====== Brano estratto

Il P. che era tutto pieno di Carità li rispose che aspettasse un poco che finite alcune lettere doveva andar a dir la messa alla Chiesa della Duchesca e sariano andati assiemi a veder detta ammalata. Finito il dispaccio s’avviarono assiemi, e sagliti dall’Inferma come la vidde le disse che stasse allegramente che non era altrimente il male, che pensavano che fusse affattura e non era niente e fattali il segno della Croce restò subito sana.
- 291.Sentendo ciò Franc.º Antonio Turtura restò stupito come haveva potuto sapere che tenevano che dª Donna fusse affatturata non havendoli lui detto nessuna cosa dell’infermità della dª Donna, e finita questa funzione lo portò a vedere il Sacerdote figlio di dª Donna, che stava male con il capo tutto gonfio, e pensavano che ancor lui fusse affatturato, e dº Prete disse al P.Pietro che li facesse la carità e li facesse il segno della Croce. Stesa la mano il P. e fattoli il segno della Croce in fronte, e subito restò del tutto sano. Tanto mi raccontò dº Francesco Anto Turtura in presenza delli sudetti tre Testimonii con l’occasione, che l’andassimo a visitare, che stava ammalato in letto con un catarro, e raccontò questo accidentalm.te senza esser domandato, che discorrevamo delli nostri Padri antichi, e di più tiene il Ritratto in Casa del dº Padre Pietro per sua divotione, come anco del Venerabile P.Giuseppe della Madre di Dio, nostro fundatore, del P.Abbate Glicerio di Christo, detto Landriani, e del P.Giacomo di S.Paulo da Sassuolo morto in Napoli alla Casa della Duchesca. Questi quattro Padri furono tutti gran Servi di Dio, e lui tiene questi quattro Ritratti per la divotione grande che li porta, come al nostro habito, et in particolare al P.Abbe Glicerio.

============

- **Consegna**:
Stabilisci se le affermazioni (a), (b) e (c) concordano con il brano riportato sopra. Per ciascuna rispondi sì o no e cita alla lettera le parole del brano che lo dimostrano.
(a) Il sacerdote figlio della donna aveva il capo gonfio.
(b) Francesco Antonio Turtura raccontò il fatto dopo che gli era stato chiesto.
(c) Francesco Antonio Turtura tiene in casa tre ritratti di Padri.

====== Voci archiviate

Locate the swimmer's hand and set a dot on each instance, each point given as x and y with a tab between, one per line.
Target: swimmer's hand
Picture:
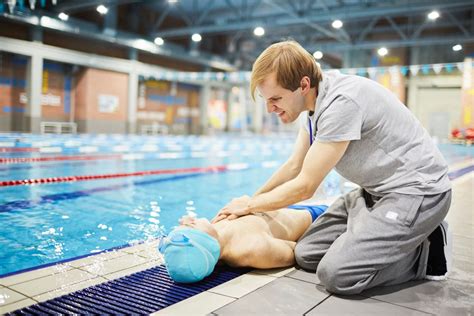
236	208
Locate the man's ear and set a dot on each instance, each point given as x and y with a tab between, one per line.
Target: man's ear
305	84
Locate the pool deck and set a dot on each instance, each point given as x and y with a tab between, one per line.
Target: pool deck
275	292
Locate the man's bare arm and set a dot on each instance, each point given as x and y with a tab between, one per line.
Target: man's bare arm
291	167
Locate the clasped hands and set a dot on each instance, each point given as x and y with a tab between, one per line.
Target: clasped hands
234	209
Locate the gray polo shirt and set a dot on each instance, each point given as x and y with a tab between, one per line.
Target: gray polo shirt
389	149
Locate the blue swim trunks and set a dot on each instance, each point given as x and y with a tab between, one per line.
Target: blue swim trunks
314	210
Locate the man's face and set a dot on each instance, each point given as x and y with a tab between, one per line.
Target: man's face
201	224
285	103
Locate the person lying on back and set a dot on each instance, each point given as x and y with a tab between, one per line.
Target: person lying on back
260	240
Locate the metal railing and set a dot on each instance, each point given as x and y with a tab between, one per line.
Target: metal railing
58	128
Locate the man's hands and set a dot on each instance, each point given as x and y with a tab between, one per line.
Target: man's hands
236	208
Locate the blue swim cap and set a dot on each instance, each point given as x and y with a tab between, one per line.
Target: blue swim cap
190	254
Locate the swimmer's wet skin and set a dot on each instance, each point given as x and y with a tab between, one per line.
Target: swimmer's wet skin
190	255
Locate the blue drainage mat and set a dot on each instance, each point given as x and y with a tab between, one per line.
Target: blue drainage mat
143	292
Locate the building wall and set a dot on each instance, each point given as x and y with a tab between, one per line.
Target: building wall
57	92
436	101
12	92
168	107
101	101
467	119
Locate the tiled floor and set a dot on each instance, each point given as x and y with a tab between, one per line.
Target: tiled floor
273	292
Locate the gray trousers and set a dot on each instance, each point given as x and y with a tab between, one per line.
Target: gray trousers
362	241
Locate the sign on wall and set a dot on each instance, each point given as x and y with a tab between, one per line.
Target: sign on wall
108	103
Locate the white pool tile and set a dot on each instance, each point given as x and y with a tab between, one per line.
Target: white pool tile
17	305
128	271
277	273
101	268
69	289
52	282
150	253
141	247
35	274
242	285
201	304
8	296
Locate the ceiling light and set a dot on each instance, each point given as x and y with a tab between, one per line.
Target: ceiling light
433	15
196	37
102	9
259	31
318	54
382	51
337	24
63	16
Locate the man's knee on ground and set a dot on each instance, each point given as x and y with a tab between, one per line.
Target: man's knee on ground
303	259
335	278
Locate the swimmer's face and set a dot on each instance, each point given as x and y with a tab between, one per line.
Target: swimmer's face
201	224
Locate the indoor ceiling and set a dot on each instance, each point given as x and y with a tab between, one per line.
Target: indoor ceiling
226	27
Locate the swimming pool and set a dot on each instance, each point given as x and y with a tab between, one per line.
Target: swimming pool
58	220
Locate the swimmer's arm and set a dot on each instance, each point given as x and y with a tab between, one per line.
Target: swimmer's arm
270	253
290	169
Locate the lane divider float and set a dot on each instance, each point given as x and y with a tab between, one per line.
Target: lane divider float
210	169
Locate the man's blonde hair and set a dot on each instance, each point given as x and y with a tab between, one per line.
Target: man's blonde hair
290	61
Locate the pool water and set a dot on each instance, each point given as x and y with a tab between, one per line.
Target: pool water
47	223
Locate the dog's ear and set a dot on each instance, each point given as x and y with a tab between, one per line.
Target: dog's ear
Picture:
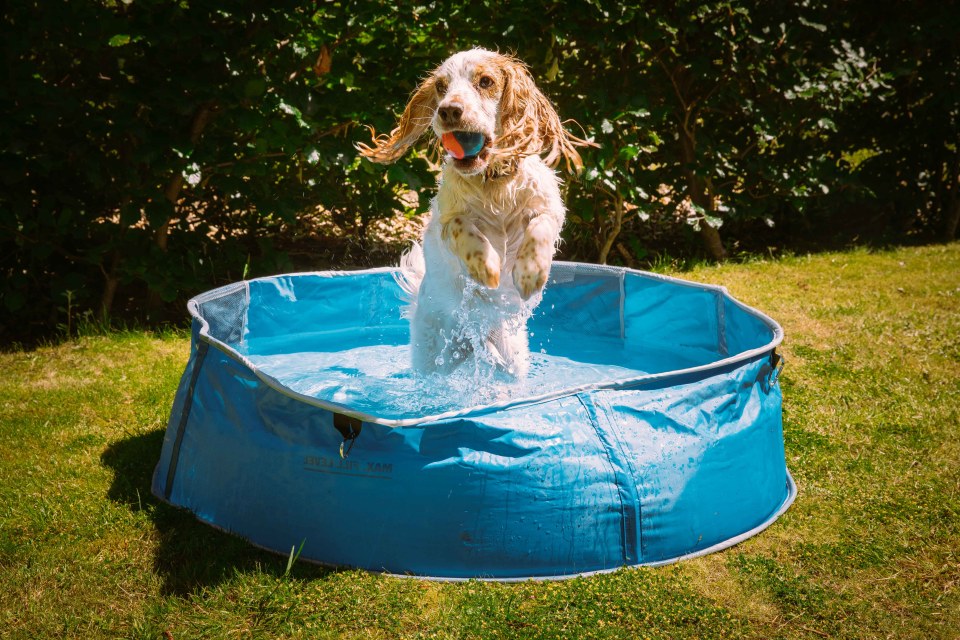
415	119
530	124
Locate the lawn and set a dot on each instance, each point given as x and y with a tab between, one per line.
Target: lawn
870	549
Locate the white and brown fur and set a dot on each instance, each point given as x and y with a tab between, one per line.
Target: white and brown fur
495	214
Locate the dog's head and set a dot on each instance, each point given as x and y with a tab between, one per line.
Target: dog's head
485	93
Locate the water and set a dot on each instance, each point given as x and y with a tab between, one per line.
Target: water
377	378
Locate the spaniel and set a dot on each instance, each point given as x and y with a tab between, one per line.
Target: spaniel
485	255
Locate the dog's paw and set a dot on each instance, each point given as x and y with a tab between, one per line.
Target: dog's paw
484	267
530	274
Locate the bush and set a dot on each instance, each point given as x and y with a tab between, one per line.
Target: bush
154	149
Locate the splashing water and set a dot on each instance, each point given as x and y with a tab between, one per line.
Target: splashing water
370	372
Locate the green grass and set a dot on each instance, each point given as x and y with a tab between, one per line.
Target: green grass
871	548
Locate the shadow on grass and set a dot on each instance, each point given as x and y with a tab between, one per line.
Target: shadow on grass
190	555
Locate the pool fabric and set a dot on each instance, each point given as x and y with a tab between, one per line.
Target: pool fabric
650	431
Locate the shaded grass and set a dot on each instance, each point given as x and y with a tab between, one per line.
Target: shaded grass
871	548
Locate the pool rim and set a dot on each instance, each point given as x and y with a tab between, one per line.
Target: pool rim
636	382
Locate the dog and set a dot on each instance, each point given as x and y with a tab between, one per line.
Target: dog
485	255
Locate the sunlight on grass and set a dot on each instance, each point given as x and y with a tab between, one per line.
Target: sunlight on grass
870	548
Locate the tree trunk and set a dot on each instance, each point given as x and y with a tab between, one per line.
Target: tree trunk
951	207
112	279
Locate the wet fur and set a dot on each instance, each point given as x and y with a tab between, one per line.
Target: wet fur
486	252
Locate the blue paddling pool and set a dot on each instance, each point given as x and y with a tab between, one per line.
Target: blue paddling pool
647	431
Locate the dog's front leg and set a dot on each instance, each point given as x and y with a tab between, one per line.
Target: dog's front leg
474	249
536	251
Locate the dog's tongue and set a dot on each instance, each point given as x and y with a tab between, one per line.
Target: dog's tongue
462	144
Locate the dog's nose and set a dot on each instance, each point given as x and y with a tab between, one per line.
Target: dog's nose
450	113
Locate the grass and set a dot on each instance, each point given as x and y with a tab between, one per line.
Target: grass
871	548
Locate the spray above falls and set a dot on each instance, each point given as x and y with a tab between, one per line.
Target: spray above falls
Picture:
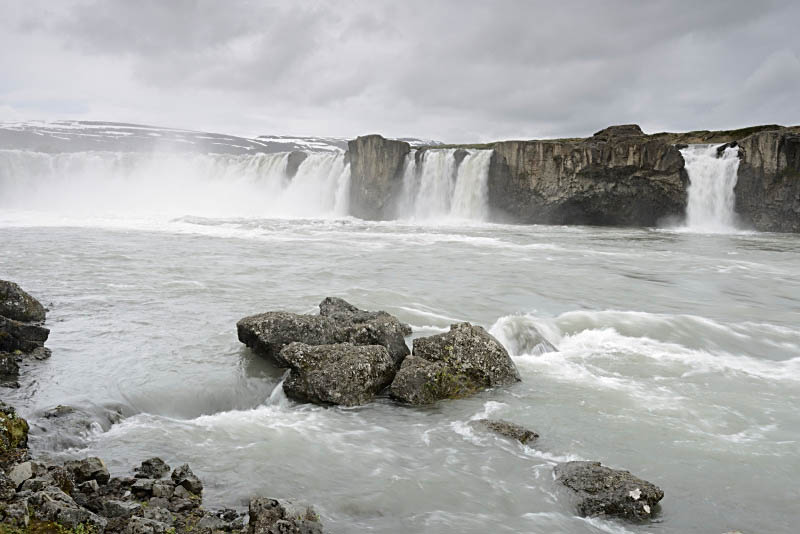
712	178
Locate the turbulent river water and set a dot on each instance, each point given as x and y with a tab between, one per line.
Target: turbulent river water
678	358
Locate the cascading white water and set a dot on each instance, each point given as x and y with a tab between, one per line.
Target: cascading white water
173	184
711	199
437	187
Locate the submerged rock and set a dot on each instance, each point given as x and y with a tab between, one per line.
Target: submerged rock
338	322
154	468
277	516
507	429
456	364
18	305
20	336
343	373
609	492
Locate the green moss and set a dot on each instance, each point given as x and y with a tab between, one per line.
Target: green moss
36	526
13	431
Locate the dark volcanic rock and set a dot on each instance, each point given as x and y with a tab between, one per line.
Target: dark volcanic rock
274	516
91	468
507	429
610	492
183	476
18	305
343	373
154	468
456	364
338	322
618	177
768	184
376	167
20	336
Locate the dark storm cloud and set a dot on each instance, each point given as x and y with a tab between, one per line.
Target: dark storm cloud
455	70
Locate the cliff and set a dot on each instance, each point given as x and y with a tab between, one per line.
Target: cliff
768	186
617	177
376	166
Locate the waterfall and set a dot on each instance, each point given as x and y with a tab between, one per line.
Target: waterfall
711	199
436	187
173	184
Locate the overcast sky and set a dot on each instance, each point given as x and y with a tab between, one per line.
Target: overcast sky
457	71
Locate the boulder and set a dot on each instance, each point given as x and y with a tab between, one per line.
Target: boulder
152	468
455	364
13	433
277	516
92	468
18	305
338	322
52	504
183	476
21	336
602	491
507	429
343	373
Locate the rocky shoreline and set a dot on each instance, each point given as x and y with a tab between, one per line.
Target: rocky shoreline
342	356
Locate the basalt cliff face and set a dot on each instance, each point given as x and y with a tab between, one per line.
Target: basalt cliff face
376	167
768	186
617	177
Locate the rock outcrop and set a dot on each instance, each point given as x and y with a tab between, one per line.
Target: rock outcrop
338	322
602	491
22	334
343	374
81	496
768	185
376	166
507	429
617	177
455	364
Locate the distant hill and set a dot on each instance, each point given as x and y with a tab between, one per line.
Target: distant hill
80	136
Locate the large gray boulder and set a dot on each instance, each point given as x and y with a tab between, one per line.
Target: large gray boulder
16	304
343	373
338	322
459	363
278	516
602	491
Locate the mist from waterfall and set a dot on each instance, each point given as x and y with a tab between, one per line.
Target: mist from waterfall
173	184
711	199
437	187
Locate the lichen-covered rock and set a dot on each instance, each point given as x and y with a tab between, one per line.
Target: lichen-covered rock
338	322
609	492
455	364
91	468
52	504
507	429
13	433
277	516
183	476
343	373
18	305
154	468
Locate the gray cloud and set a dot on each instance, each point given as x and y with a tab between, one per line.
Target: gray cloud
454	70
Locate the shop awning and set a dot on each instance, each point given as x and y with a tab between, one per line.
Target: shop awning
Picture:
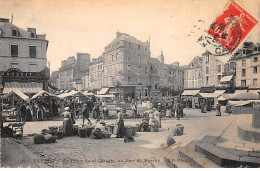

============

- **Soluzione**:
(a) Sì: "stava male con il capo tutto gonfio".
(b) No: "raccontò questo accidentalm.te senza esser domandato".
(c) No: "lui tiene questi quattro Ritratti".